TASK REQUIREMENTS:
a) List the three things that physical core training is about, according to the passage on the mental core.
b) In the records, substitute "blossom" for "flower head" in each line from the line with "of the blurred" to the line with "x=182 y=461", both included. Give those lines alone, otherwise unchanged.

The word “core” in the physical fitness and conditioning world has become a popular buzzword. Like the physical core, there is also a mental core related to your emotional and mental conditioning. Physical core training is about increasing power, strength and stabilization. So, is the training of your mental core.
Many fitness buffs often think only of sit-ups and crunches as the secret to strengthening the core. True fitness experts know that there is much more to the core than an impressive six-pack.
Similarly, many athletes and coaches think that the mental core is simply just about developing mental toughness (the equivalent of a mental core six-pack). In many instances, mental toughness is thought to be improved by simply putting individuals in the most grueling and difficult (not to mention dangerous situations). If the individual endures the extreme conditions, the assumption is made that they have become “tougher.” The developing one’s mental core is much more than what has traditionally been called mental toughness.
The mental core creates a solid, fundamental, and broad base for your overall mental fitness and, thus, your subsequent ability to perform successfully.
So, what constitutes your mental core?

Coordinate labeling records

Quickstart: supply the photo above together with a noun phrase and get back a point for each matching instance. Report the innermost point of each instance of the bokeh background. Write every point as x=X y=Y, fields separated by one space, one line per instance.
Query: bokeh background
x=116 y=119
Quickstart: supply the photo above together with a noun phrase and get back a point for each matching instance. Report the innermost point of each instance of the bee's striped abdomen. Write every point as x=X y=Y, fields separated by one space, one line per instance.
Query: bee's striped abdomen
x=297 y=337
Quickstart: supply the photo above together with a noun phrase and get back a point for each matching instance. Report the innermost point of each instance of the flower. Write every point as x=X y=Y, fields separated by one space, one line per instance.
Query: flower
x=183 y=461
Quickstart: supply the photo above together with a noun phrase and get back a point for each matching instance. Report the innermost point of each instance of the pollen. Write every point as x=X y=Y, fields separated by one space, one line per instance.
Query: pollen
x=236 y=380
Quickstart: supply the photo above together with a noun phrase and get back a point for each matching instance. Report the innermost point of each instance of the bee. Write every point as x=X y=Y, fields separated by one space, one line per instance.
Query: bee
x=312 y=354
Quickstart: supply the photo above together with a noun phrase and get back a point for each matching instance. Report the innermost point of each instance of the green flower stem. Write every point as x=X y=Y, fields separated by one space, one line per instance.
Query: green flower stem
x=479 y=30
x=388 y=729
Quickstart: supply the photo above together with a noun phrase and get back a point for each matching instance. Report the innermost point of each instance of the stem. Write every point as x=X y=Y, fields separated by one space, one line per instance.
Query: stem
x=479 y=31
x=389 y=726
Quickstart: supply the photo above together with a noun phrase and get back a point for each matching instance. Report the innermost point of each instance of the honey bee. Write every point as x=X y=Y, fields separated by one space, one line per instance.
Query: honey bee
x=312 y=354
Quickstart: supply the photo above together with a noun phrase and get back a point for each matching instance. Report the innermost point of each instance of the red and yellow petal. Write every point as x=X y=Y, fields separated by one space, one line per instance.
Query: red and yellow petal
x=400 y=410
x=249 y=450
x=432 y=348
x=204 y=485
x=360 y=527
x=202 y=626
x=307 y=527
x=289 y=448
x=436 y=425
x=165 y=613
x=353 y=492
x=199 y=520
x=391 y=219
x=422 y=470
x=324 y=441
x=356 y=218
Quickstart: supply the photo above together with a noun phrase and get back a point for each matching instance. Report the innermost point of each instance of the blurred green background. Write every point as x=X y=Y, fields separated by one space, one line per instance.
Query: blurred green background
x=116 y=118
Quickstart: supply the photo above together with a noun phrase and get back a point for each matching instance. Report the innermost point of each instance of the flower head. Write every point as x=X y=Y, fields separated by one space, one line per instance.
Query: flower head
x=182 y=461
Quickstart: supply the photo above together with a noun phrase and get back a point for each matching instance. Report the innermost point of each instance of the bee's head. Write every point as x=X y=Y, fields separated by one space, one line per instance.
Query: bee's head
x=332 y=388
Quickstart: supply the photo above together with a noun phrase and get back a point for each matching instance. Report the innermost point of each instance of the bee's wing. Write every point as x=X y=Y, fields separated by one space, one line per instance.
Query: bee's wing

EXERCISE ANSWERS:
a) power, strength, stabilization

b)
Quickstart: supply the photo above together with a noun phrase and get back a point for each matching instance. Report the innermost point of each instance of the blurred green background. Write every point as x=X y=Y, fields separated by one space, one line per instance.
Query: blurred green background
x=116 y=118
Quickstart: supply the photo above together with a noun phrase and get back a point for each matching instance. Report the innermost point of each instance of the blossom. Write every point as x=X y=Y, fields separated by one space, one line per instance.
Query: blossom
x=182 y=461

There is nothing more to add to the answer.